**Object detection data:**

.....

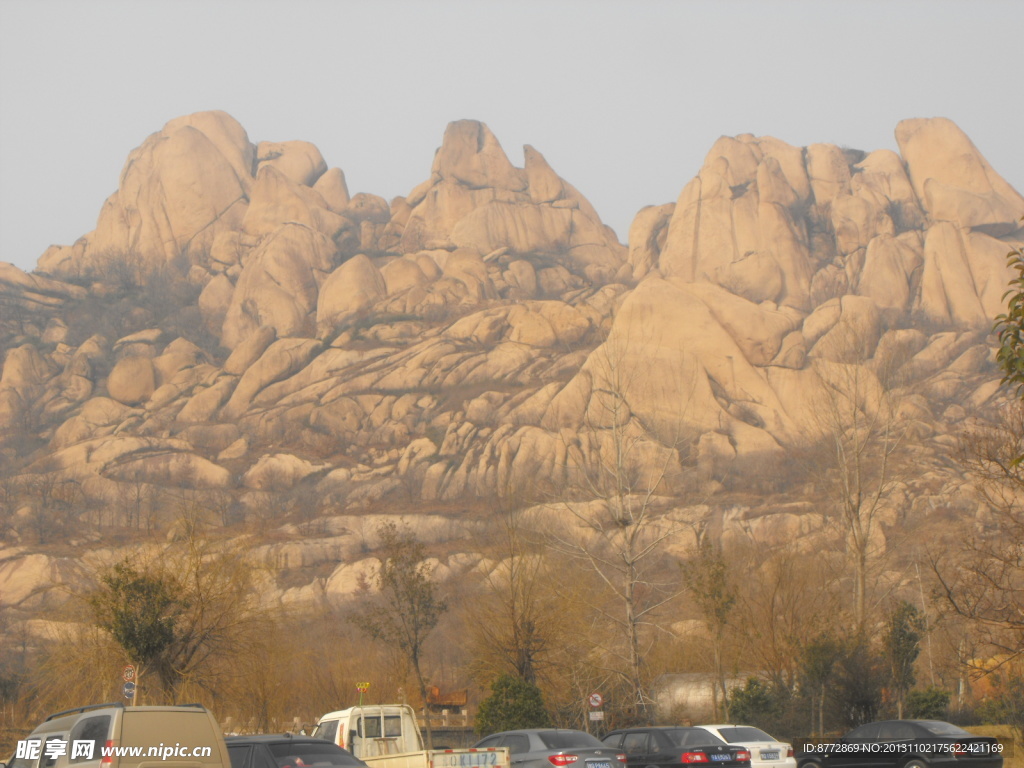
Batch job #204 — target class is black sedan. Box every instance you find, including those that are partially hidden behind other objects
[603,727,751,768]
[224,733,368,768]
[473,728,626,768]
[797,720,1002,768]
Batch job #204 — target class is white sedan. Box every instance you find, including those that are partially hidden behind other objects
[696,725,797,768]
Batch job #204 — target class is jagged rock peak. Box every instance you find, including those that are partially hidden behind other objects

.....

**Aim of the exercise:**
Copy out every line of text in the records above, word for word and in the same order, but leave out the pictures.

**Solution for this problem:**
Batch job #204 — target class is black sedan. Box every instance you find, including those that are partially hidden behind other objects
[603,727,751,768]
[224,733,368,768]
[473,728,626,768]
[797,720,1002,768]
Batch job #204 — target class is white sedan. Box every instance you find, including those that are partially hidden behind other objects
[696,725,797,768]
Batch job #204 — target class is jagged rock peak. Box every instance you find, including those that are partially hidden behind other objects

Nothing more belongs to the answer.